▶ **Task brief**
Reproduce the data with every "Provide a bounding box" changed to "Give a bounding box", keeping all other text the same.

▶ **Data supplied**
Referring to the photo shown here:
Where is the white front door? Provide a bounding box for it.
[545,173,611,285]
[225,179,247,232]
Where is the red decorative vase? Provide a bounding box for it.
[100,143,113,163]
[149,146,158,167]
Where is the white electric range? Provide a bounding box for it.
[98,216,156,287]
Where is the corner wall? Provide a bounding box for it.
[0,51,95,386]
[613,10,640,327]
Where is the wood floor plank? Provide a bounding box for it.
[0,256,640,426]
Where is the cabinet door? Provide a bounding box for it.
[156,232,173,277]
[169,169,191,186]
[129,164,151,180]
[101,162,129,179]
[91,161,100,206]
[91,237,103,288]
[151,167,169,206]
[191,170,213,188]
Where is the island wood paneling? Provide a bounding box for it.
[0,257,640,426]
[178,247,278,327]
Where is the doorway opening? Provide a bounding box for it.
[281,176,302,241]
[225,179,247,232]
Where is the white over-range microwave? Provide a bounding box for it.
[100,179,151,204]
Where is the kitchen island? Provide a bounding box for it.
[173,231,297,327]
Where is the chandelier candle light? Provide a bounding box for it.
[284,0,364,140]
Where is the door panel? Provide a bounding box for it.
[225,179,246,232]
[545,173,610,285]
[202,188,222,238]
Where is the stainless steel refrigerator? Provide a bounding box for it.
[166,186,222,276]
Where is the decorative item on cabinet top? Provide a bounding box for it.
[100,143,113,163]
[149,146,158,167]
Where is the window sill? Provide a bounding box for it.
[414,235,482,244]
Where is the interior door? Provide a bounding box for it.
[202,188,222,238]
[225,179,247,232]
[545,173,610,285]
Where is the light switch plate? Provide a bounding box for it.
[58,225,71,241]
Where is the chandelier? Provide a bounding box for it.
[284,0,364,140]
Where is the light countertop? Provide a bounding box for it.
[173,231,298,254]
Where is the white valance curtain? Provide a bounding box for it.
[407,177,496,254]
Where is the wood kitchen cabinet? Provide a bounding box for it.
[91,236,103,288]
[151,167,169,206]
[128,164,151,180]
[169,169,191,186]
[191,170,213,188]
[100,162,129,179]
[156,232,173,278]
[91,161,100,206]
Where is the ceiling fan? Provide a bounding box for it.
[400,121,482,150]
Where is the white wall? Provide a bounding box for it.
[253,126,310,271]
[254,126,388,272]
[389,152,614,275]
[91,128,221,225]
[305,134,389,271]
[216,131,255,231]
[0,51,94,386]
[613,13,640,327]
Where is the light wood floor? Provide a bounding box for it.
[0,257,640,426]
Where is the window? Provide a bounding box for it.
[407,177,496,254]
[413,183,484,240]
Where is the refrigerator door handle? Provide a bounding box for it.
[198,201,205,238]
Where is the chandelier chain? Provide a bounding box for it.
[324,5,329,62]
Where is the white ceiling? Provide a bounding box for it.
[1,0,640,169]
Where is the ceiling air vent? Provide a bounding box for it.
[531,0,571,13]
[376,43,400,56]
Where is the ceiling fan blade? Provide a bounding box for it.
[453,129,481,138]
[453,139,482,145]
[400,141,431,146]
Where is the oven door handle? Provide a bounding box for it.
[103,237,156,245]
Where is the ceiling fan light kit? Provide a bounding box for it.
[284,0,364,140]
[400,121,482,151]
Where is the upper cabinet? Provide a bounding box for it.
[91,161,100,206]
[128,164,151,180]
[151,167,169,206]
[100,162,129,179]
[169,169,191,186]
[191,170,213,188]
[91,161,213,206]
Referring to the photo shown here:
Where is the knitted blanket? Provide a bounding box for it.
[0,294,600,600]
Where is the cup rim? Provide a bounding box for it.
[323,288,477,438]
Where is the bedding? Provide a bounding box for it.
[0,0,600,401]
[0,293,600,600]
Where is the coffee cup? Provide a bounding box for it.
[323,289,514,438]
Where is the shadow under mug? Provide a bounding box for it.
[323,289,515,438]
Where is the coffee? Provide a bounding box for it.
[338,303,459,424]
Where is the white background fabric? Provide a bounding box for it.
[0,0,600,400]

▶ **Correct answer**
Referring to the photo shown here:
Where is the white front door? Give a bounding box for it.
[545,173,611,285]
[225,179,247,232]
Where is the red decorative vase? Give a bounding box for it.
[100,143,113,163]
[149,146,158,167]
Where is the white electric range? Give a bounding box for it.
[98,216,156,287]
Where is the corner wall? Give a bounding box for it.
[0,51,95,386]
[613,10,640,327]
Where is the wood floor plank? Give a bounding box for it.
[0,256,640,426]
Where is the cabinet door? Give a bounding box for it.
[156,232,173,277]
[169,169,191,186]
[129,164,151,180]
[101,162,129,179]
[91,161,100,206]
[91,237,103,288]
[151,167,169,206]
[191,170,213,188]
Where is the island wood paneling? Give a bounding box for it.
[0,257,640,426]
[178,247,278,327]
Where is the doorway opening? Give a bounding box for it.
[281,176,302,241]
[225,179,247,232]
Where is the white over-range microwave? Give a bounding box for it.
[100,179,151,204]
Where is the kitchen island? Give a bounding box for it.
[173,231,297,327]
Where is the chandelier candle light? Give a bounding box for it.
[284,0,364,140]
Where is the door panel? Give a bounding box for it.
[225,179,246,232]
[545,173,610,285]
[202,188,222,238]
Where is the stainless steel refrigerator? Give a bounding box for it.
[166,186,222,276]
Where is the decorative item on cabinet top? Give a bounding box for it.
[100,143,113,163]
[149,146,158,167]
Where is the window sill? Give a bounding box for it.
[414,235,482,244]
Where is the interior door? Give a bounding box for it.
[202,188,222,238]
[225,179,247,232]
[545,173,610,285]
Where is the light switch plate? Give a bounding box for it.
[58,225,71,241]
Where is the chandelier? Give a bounding box for it.
[284,0,364,140]
Where is the light countertop? Give a bounding box for it.
[173,231,298,254]
Where is the white valance curtain? Give a bounding box for it.
[407,177,496,254]
Where is the wood kitchen cabinet? Give a bounding box for it.
[91,236,103,288]
[151,167,169,206]
[128,164,151,180]
[169,169,191,186]
[191,170,213,188]
[100,162,129,179]
[156,232,173,278]
[91,161,100,206]
Where is the ceiling fan? Give a bounding box for it.
[400,121,482,150]
Where is the white wall? Give a bounding box for it.
[253,126,310,271]
[254,126,388,272]
[389,152,614,275]
[91,128,221,225]
[305,134,389,271]
[216,131,255,231]
[0,51,94,386]
[613,13,640,327]
Where is the light wood floor? Give a bounding box for it.
[0,257,640,426]
Where is the window? Give a bounding box for it.
[407,177,496,254]
[413,183,484,240]
Where is the refrigerator door handle? Give a bounding box for it.
[198,201,205,238]
Where is the chandelier chain? Give a bounding box for it.
[324,5,329,62]
Where is the white ceiling? Give a bounding box for it.
[1,0,640,169]
Where is the ceiling air vent? Give a bounding box for it.
[531,0,571,13]
[376,43,400,56]
Where is the ceiling fan blade? Give a bounding box for it.
[453,129,481,138]
[453,139,482,145]
[400,141,431,146]
Where is the oven door handle? Give a bounding box for it.
[103,237,156,245]
Where is the ceiling fan light kit? Give a bounding box for it.
[284,0,364,140]
[400,121,482,151]
Where is the upper cabinet? Give a bounding box for it.
[91,161,100,206]
[128,164,151,180]
[151,167,169,206]
[100,162,129,179]
[169,169,191,186]
[191,170,213,188]
[91,161,213,206]
Referring to the photo shown here:
Where is the knitted blanket? Give a bounding box for it.
[0,294,600,600]
Where is the cup rim? Give a bounding box for it.
[323,288,477,438]
Where is the bedding? Give a bounding box for it.
[0,0,600,401]
[0,293,600,600]
Where is the coffee cup? Give a bounding box for it.
[323,289,514,438]
Where is the shadow under mug? Give a bounding box for it.
[323,289,515,438]
Where is the coffee? Give a bounding box for it.
[338,303,459,424]
Where is the white background fabric? Give a bounding box for it.
[0,0,600,400]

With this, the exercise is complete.